▸ GIVEN DATA

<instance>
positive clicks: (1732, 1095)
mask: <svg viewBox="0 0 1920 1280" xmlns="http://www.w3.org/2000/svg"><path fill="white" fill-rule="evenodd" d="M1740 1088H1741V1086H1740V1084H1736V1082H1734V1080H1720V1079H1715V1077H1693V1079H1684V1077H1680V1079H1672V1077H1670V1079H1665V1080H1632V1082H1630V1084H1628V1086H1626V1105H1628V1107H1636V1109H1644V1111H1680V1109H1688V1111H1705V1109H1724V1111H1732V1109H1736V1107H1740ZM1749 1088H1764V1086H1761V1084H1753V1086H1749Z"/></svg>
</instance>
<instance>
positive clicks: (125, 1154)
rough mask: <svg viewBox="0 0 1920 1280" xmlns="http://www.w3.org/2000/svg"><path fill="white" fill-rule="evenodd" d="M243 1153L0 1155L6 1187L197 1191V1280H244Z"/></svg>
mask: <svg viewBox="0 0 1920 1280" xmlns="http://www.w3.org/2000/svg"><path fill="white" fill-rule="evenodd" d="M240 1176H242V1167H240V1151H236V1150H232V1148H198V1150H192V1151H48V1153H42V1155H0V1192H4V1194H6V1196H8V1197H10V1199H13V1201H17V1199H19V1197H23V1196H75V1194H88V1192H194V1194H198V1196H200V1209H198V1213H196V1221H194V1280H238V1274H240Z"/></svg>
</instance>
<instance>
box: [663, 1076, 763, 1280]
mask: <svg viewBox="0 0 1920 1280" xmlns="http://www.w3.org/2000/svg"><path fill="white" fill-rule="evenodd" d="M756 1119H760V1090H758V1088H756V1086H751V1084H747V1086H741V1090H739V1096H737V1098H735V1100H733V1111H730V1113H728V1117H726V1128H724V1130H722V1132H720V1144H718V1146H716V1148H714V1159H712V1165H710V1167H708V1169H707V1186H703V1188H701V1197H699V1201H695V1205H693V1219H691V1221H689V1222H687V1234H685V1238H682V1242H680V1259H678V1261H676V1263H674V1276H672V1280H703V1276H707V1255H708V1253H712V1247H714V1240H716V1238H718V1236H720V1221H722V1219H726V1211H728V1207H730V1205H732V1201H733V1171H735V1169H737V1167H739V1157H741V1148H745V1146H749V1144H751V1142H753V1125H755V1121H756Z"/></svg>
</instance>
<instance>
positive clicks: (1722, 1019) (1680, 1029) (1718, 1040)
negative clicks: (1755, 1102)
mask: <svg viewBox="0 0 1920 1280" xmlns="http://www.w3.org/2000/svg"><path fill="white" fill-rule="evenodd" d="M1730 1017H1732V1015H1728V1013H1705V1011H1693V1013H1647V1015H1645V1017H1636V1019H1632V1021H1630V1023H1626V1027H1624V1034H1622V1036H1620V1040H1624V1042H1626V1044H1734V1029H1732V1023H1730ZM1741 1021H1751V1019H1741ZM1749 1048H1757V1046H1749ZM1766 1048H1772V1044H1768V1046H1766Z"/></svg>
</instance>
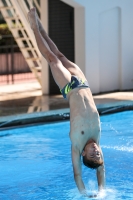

▸ AIM OF THE EXERCISE
Nothing but the lines from the top of the records down to the line with "positive clicks: (125, 1154)" belongs in the answer; repeat them exactly.

▸ RESPONSE BELOW
<instance>
positive clicks: (1732, 1095)
mask: <svg viewBox="0 0 1920 1280" xmlns="http://www.w3.org/2000/svg"><path fill="white" fill-rule="evenodd" d="M1740 1088H1741V1086H1740V1084H1736V1082H1734V1080H1720V1079H1715V1077H1693V1079H1684V1077H1680V1079H1672V1077H1670V1079H1665V1080H1632V1082H1630V1084H1628V1086H1626V1105H1628V1107H1636V1109H1644V1111H1680V1109H1688V1111H1705V1109H1724V1111H1732V1109H1736V1107H1740ZM1749 1088H1764V1086H1761V1084H1753V1086H1749Z"/></svg>
</instance>
<instance>
positive clicks: (125, 1154)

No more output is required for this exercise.